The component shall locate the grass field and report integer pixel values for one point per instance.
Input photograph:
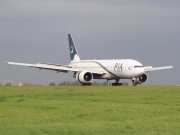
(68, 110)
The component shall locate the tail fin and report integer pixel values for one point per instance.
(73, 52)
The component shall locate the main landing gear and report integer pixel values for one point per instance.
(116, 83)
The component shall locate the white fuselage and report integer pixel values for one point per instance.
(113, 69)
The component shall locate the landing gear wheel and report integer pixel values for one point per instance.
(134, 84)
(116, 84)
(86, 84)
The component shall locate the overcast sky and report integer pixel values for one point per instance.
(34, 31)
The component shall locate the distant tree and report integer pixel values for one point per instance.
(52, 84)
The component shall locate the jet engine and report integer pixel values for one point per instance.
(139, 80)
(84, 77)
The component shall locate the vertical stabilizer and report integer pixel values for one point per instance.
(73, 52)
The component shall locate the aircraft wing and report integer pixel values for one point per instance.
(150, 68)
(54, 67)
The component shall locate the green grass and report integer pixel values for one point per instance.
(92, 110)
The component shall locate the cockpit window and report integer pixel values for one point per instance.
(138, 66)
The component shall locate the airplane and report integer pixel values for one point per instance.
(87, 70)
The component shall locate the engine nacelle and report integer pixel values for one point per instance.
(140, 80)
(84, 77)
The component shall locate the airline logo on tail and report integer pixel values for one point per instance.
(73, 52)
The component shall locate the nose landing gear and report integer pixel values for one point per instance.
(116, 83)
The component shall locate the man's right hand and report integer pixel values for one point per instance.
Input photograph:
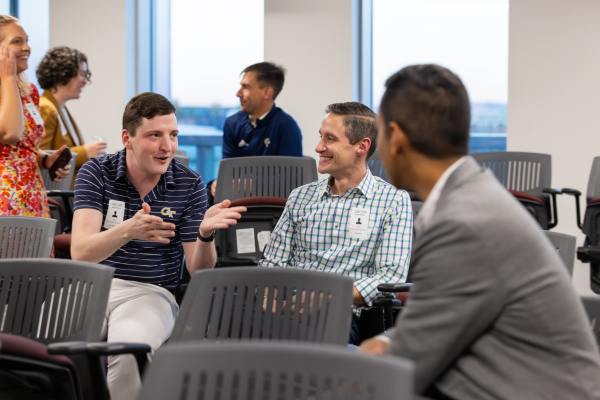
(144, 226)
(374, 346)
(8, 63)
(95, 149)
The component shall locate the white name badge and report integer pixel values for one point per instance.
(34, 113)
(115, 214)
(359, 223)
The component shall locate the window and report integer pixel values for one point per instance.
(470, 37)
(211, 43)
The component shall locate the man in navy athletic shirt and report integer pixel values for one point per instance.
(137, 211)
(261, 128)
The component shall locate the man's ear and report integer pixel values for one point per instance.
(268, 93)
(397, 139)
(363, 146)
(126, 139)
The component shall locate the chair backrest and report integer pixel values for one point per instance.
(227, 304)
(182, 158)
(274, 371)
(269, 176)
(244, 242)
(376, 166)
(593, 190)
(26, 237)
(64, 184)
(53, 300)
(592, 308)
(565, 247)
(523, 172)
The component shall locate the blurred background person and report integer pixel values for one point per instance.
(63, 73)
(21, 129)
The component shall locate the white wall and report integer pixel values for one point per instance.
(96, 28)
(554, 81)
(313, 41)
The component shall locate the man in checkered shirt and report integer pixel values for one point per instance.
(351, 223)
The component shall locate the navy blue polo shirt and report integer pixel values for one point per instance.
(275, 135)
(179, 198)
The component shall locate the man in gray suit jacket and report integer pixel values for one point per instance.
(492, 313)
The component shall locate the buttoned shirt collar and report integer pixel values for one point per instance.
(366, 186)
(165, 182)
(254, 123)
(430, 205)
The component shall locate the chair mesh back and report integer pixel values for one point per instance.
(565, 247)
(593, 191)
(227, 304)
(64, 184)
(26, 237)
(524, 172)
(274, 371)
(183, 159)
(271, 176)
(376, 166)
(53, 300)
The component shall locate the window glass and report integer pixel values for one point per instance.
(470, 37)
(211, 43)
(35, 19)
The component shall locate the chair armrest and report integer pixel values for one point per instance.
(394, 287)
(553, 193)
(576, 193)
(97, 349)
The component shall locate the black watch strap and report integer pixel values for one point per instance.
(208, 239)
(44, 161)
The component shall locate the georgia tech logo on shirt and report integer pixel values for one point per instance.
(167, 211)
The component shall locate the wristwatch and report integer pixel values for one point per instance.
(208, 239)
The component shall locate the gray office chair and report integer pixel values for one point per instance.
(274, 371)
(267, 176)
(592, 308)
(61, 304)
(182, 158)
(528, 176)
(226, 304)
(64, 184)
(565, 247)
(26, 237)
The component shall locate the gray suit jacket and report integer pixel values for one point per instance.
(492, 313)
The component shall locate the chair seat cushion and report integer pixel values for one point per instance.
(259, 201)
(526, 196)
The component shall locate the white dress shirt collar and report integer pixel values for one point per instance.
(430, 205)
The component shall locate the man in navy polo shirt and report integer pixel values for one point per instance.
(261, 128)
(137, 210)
+-------+
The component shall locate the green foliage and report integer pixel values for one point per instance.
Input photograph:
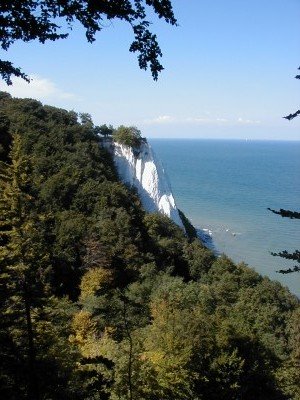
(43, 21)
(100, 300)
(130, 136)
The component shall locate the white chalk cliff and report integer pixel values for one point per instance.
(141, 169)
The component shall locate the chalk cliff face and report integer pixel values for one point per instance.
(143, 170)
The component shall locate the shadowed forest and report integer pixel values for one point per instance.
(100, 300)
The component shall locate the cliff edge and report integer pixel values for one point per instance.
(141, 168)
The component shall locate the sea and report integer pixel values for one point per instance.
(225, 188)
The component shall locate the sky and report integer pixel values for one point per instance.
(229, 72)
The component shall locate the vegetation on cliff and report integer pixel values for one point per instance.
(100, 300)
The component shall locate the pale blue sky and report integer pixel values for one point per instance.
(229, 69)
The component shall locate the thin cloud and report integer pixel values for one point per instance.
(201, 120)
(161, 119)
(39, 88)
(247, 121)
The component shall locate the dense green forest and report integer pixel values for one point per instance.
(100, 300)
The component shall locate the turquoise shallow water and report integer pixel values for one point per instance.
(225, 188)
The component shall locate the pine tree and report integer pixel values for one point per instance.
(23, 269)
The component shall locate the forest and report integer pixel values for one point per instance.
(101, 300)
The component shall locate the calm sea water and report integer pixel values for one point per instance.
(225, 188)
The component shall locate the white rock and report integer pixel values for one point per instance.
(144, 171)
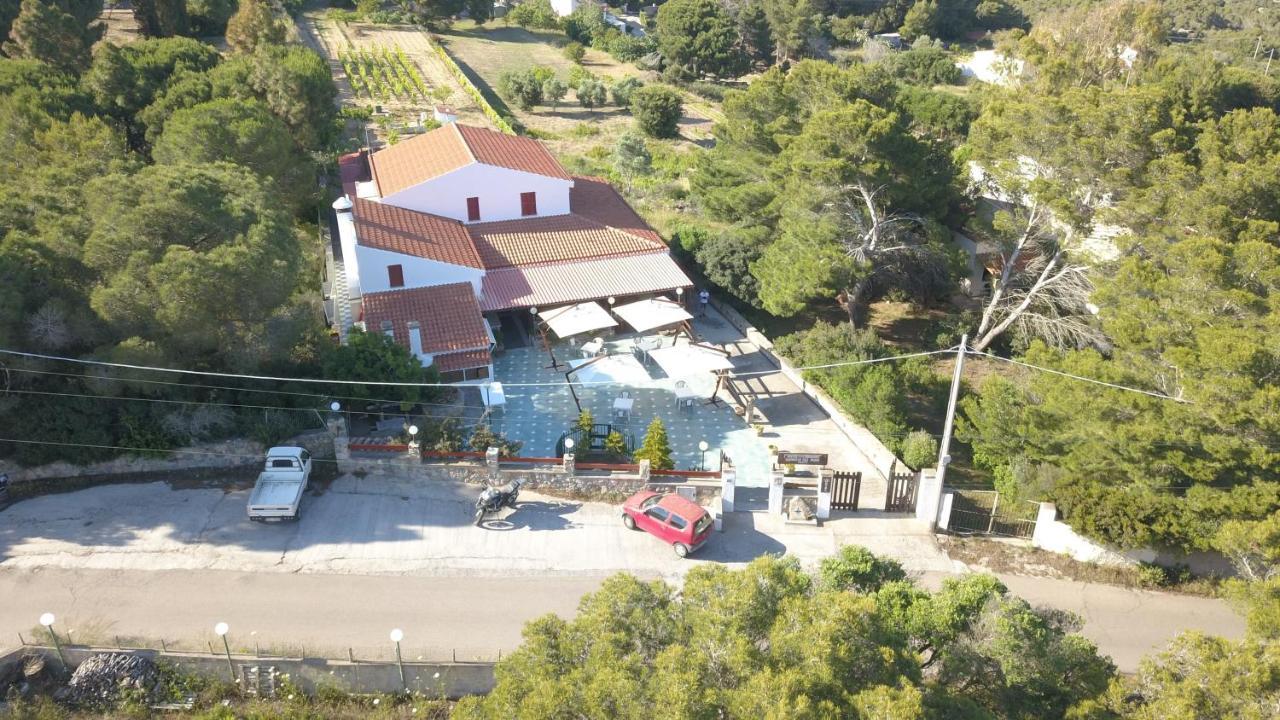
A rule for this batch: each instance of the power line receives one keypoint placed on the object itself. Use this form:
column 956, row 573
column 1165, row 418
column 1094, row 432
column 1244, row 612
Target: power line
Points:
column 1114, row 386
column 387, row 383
+-------+
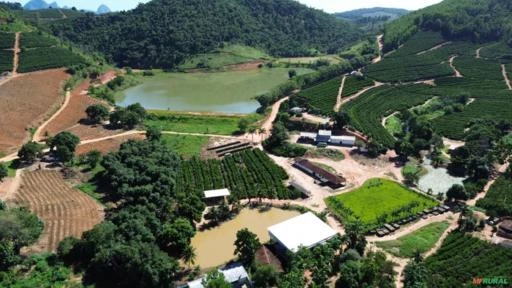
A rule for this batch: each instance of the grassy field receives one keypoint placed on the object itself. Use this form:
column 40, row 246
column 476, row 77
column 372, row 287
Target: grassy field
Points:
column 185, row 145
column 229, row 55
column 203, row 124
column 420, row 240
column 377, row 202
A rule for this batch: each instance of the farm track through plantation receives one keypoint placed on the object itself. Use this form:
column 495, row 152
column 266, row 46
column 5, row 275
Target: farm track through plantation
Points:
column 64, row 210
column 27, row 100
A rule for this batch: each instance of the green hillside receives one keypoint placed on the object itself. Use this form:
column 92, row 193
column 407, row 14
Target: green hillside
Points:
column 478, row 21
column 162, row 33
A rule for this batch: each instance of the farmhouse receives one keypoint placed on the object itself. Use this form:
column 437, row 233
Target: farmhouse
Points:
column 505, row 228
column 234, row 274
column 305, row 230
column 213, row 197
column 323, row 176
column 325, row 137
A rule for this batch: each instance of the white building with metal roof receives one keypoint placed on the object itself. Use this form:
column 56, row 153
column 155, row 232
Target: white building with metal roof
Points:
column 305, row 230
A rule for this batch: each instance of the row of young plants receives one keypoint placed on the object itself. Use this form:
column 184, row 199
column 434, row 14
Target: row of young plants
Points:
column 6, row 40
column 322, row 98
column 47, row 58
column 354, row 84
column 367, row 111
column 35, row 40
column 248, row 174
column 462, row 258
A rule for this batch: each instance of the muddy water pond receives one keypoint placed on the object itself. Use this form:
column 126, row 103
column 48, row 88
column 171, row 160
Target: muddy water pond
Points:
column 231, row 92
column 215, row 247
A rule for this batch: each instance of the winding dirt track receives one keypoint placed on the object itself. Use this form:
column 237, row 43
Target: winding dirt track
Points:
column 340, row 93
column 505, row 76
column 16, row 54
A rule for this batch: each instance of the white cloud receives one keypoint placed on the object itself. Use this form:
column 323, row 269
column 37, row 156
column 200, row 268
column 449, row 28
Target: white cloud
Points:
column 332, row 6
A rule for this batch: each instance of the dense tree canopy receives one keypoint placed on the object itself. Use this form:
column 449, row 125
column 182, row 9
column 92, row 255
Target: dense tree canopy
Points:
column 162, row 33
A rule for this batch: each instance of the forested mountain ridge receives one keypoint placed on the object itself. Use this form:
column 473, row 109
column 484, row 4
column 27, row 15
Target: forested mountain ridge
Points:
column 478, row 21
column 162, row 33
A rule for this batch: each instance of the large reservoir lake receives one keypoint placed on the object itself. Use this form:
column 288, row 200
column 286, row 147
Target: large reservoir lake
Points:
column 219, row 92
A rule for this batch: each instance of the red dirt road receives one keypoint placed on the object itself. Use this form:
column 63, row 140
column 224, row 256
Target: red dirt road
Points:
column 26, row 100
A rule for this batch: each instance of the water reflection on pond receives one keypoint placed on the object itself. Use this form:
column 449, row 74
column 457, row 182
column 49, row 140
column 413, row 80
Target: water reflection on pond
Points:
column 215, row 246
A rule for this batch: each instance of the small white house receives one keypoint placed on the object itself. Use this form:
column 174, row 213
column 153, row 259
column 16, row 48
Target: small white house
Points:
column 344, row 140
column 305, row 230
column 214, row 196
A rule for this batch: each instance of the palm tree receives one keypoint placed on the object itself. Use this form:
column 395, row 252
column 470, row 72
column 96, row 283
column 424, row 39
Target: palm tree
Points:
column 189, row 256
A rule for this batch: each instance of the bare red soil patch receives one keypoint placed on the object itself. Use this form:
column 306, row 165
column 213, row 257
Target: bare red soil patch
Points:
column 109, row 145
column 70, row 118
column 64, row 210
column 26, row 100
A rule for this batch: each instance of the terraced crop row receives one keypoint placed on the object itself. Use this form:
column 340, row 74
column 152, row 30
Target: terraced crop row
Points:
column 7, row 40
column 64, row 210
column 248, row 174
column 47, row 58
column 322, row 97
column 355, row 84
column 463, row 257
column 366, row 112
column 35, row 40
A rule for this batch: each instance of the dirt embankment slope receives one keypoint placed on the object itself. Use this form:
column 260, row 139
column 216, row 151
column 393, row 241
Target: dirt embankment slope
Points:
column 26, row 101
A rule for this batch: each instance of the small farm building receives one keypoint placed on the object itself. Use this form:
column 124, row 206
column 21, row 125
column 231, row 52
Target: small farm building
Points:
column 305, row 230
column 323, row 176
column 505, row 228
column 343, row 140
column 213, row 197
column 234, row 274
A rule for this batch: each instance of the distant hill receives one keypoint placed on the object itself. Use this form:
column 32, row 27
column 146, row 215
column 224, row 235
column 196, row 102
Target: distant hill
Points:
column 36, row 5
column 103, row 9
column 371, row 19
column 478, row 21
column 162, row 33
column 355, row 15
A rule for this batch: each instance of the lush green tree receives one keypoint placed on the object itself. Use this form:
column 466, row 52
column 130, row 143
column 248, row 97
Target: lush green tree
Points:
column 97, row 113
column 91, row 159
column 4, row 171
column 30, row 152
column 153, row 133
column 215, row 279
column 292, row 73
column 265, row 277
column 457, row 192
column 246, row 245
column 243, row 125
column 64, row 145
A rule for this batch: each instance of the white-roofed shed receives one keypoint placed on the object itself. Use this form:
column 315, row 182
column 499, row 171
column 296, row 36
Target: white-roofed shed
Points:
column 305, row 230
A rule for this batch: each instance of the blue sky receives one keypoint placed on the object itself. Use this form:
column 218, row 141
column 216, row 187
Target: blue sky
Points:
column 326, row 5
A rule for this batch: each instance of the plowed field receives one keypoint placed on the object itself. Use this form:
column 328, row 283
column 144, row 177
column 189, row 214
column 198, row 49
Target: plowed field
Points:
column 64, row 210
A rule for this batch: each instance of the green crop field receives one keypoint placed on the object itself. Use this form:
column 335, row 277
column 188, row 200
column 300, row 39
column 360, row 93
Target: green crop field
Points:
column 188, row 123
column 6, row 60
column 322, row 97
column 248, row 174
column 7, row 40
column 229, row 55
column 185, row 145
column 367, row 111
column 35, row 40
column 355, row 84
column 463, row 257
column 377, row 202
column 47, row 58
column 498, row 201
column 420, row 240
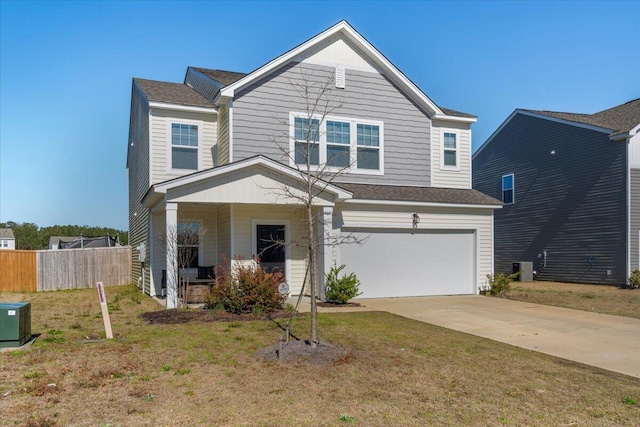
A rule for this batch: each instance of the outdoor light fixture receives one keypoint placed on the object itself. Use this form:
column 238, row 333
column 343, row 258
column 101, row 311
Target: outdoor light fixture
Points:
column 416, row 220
+-------+
- TASK PROMPT: Report every line above that has the string "soil" in it.

- WRITTEN RESPONSE:
A rule for this batch: each instance of the bare red soil patch receives one keypoint placed on the object itself. Use this form:
Target: bare red soil patch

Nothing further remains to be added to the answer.